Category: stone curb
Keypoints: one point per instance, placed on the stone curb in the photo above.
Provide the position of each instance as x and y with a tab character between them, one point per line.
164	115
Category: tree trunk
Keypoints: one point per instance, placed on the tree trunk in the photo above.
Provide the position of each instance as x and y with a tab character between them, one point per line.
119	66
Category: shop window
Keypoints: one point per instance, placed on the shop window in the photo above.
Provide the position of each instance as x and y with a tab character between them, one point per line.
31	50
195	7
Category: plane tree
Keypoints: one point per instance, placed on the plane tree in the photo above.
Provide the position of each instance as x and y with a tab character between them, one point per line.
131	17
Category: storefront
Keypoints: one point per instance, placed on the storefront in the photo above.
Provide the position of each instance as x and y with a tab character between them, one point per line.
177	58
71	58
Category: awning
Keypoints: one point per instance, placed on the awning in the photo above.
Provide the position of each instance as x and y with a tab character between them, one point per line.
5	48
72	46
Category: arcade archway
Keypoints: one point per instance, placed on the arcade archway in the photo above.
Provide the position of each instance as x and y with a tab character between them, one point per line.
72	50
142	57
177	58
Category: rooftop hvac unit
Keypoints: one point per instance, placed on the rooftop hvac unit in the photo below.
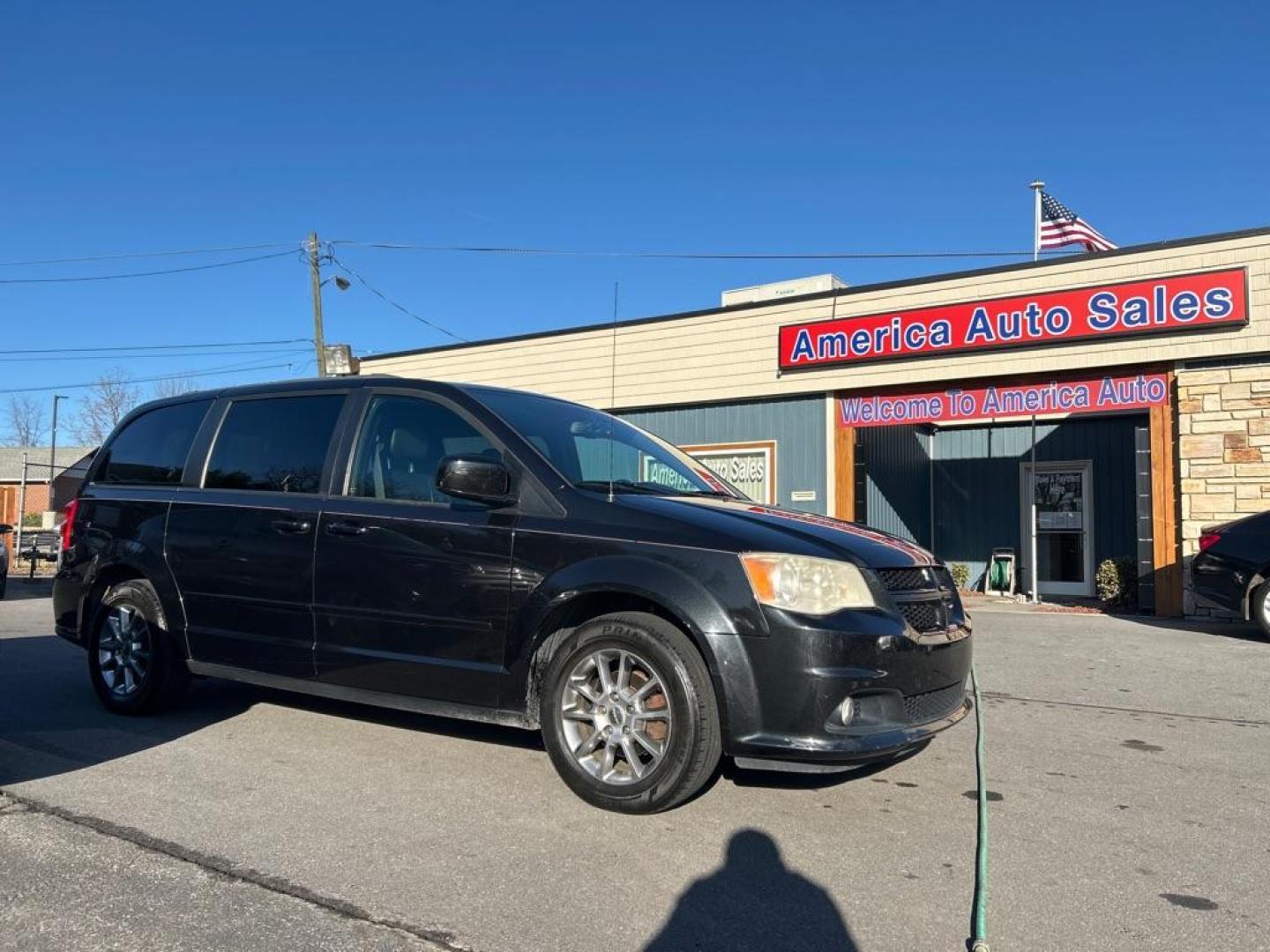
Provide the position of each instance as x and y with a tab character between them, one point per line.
782	288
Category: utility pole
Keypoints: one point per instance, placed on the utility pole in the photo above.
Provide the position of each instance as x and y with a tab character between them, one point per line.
22	508
52	450
315	270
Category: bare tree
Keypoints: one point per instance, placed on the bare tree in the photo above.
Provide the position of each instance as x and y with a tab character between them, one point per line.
26	419
106	404
173	386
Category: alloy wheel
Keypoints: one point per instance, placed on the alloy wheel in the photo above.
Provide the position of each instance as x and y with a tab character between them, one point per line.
615	716
123	651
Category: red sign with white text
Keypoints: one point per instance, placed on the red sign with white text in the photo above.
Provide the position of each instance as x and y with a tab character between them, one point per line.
993	403
1157	305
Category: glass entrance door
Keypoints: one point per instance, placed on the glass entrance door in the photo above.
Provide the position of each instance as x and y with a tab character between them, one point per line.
1065	527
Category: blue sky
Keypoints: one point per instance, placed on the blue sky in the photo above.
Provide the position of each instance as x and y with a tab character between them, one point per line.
736	126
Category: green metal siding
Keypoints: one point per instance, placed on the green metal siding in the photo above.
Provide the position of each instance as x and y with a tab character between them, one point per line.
796	426
897	464
977	485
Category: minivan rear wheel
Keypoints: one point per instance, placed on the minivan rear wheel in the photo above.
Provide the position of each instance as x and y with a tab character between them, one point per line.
133	666
629	715
1260	608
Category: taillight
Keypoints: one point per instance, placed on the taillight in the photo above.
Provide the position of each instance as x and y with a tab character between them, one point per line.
69	522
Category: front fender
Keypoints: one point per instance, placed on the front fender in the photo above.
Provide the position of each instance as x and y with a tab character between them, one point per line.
704	591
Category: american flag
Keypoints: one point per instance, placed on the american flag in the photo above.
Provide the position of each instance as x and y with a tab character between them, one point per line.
1061	227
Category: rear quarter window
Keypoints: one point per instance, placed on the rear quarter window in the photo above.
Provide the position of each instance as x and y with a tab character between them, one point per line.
153	449
273	444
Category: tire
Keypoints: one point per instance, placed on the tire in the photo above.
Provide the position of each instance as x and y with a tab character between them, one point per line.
1260	609
152	675
653	747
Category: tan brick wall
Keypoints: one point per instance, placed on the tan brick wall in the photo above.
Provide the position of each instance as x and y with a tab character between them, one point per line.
732	354
1223	450
37	495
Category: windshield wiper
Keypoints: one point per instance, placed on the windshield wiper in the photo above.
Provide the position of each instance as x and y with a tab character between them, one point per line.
619	487
652	489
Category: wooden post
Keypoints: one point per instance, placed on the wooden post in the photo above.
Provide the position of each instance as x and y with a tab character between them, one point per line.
845	472
1163	507
315	282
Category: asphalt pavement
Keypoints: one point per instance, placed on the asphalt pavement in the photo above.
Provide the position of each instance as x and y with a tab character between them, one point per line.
1128	764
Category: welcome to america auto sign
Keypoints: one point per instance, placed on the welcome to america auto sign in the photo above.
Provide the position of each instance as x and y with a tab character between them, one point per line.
1137	308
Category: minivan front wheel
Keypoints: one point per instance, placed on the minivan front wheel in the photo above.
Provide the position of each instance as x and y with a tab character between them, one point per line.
131	659
629	714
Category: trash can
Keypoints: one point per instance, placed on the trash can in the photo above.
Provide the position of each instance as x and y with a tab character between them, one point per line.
1000	577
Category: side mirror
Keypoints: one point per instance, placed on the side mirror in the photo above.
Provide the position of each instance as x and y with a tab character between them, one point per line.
475	478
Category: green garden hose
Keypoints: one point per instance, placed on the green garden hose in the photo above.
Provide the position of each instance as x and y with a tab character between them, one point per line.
978	941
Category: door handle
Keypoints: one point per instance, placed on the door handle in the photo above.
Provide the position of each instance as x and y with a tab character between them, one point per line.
290	527
344	528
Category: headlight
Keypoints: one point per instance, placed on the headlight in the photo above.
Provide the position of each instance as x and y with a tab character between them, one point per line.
804	584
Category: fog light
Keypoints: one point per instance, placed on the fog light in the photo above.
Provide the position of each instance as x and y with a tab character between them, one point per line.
846	711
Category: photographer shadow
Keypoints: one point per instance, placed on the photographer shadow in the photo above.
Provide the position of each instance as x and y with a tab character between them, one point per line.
753	902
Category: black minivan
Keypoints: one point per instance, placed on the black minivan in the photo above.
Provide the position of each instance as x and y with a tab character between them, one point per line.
502	556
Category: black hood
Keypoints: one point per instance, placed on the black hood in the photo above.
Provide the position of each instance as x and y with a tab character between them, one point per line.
747	525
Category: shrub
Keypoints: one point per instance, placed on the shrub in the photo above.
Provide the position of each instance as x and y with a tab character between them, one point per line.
1117	583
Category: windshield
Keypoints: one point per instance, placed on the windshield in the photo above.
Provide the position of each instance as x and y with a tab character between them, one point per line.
592	449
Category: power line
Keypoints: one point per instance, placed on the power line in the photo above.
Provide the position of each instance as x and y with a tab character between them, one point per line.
118	256
159	346
144	274
231	368
390	301
164	355
690	256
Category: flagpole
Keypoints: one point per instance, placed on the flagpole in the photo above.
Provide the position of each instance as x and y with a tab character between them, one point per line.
1036	188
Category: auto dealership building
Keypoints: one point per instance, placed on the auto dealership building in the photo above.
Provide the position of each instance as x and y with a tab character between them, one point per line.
1137	380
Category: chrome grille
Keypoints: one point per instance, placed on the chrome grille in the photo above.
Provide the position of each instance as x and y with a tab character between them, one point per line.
931	704
923	593
914	579
923	616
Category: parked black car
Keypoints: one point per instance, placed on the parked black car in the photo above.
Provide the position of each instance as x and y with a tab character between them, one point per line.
1232	569
508	557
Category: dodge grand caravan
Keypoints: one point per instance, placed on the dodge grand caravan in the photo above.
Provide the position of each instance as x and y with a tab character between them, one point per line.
494	555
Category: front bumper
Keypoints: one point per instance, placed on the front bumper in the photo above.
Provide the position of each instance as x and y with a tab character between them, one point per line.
784	693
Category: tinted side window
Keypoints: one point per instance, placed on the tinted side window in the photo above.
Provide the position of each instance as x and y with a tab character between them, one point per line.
403	442
276	444
153	449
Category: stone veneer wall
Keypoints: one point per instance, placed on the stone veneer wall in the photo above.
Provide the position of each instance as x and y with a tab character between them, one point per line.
1223	426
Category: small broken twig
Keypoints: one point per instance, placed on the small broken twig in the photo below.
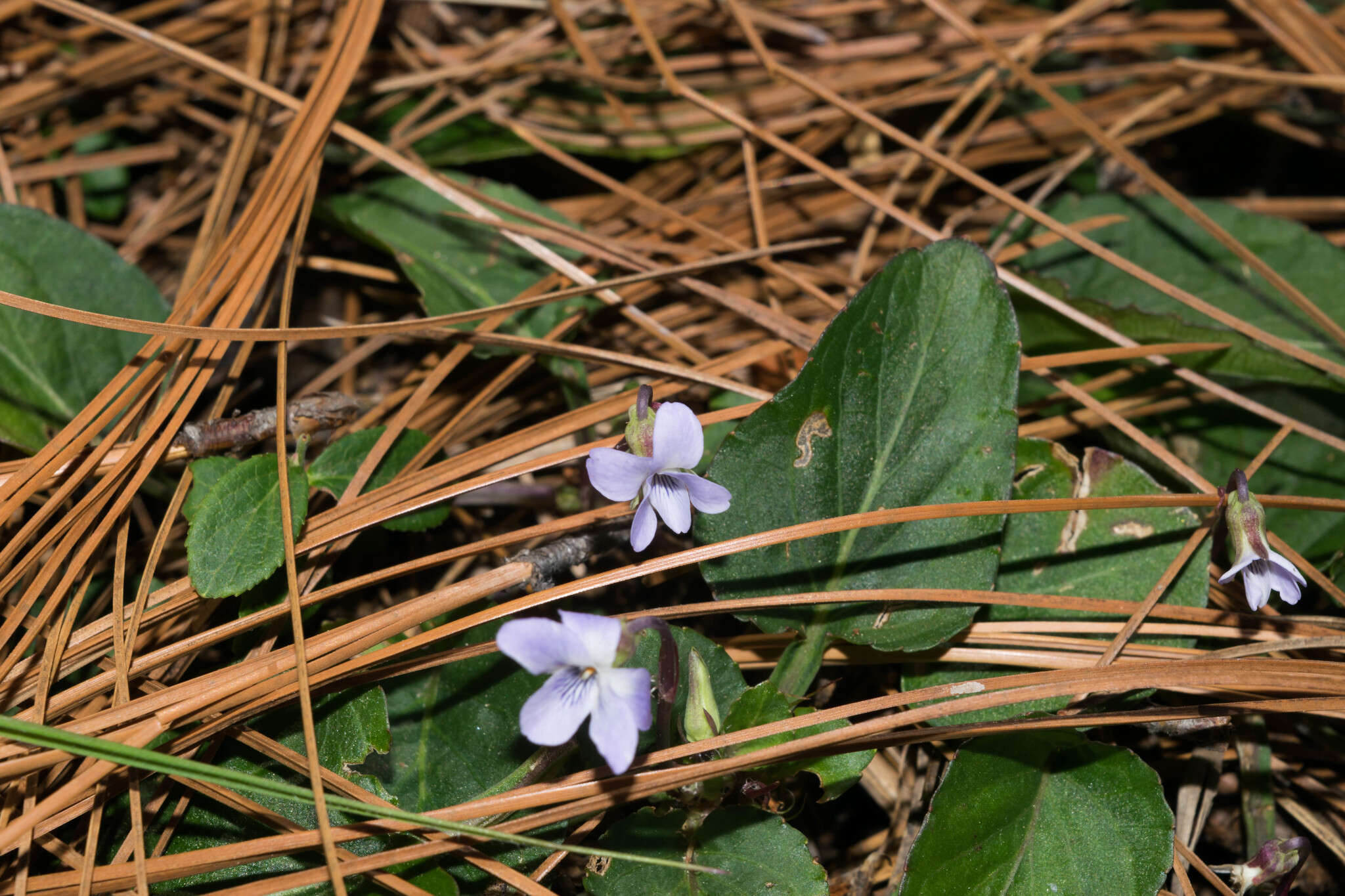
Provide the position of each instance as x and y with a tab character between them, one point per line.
305	414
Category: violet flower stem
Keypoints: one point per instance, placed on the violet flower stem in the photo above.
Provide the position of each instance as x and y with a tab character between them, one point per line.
669	675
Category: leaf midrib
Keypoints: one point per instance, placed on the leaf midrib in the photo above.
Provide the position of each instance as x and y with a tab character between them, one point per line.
880	464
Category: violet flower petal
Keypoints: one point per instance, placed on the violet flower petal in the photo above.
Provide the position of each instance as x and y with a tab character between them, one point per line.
708	498
618	475
1256	585
1238	567
678	440
671	501
1282	562
643	526
553	714
600	637
1283	582
540	645
622	712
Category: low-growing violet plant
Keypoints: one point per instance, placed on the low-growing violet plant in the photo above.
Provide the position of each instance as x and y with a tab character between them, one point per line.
583	654
666	442
1264	570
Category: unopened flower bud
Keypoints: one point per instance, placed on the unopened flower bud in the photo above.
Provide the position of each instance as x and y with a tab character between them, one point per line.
1275	859
703	712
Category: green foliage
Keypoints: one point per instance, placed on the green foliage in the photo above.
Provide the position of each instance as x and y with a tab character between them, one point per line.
764	704
349	727
761	853
1114	554
49	367
908	399
205	475
460	265
1043	813
1160	238
23	429
106	190
455	731
337	467
236	539
725	677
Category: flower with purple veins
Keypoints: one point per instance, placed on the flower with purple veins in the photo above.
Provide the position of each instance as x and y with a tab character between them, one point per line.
580	654
663	481
1264	570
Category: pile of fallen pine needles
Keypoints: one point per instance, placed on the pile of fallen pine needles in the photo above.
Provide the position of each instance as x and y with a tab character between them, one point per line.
734	172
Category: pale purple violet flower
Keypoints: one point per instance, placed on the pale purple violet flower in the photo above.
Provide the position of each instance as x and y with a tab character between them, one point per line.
665	481
1264	570
580	654
1262	575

WHAT YOU NEED TO DO: Transcribe the lines above between the line holding "Keypoints: one point per instance, placed on the shrub" and the line holding "Keypoints: one point per instance, placed on the windshield in", inclusive, exactly as they stand and with nothing added.

ANSWER SECTION:
Keypoints: one point per instance, placed on the shrub in the photo above.
Provide the position of each instance as x and y with a tab character between them, one point per line.
1117	583
Category: windshield
Keypoints: one point per instance, placed on the windshield in the photo above.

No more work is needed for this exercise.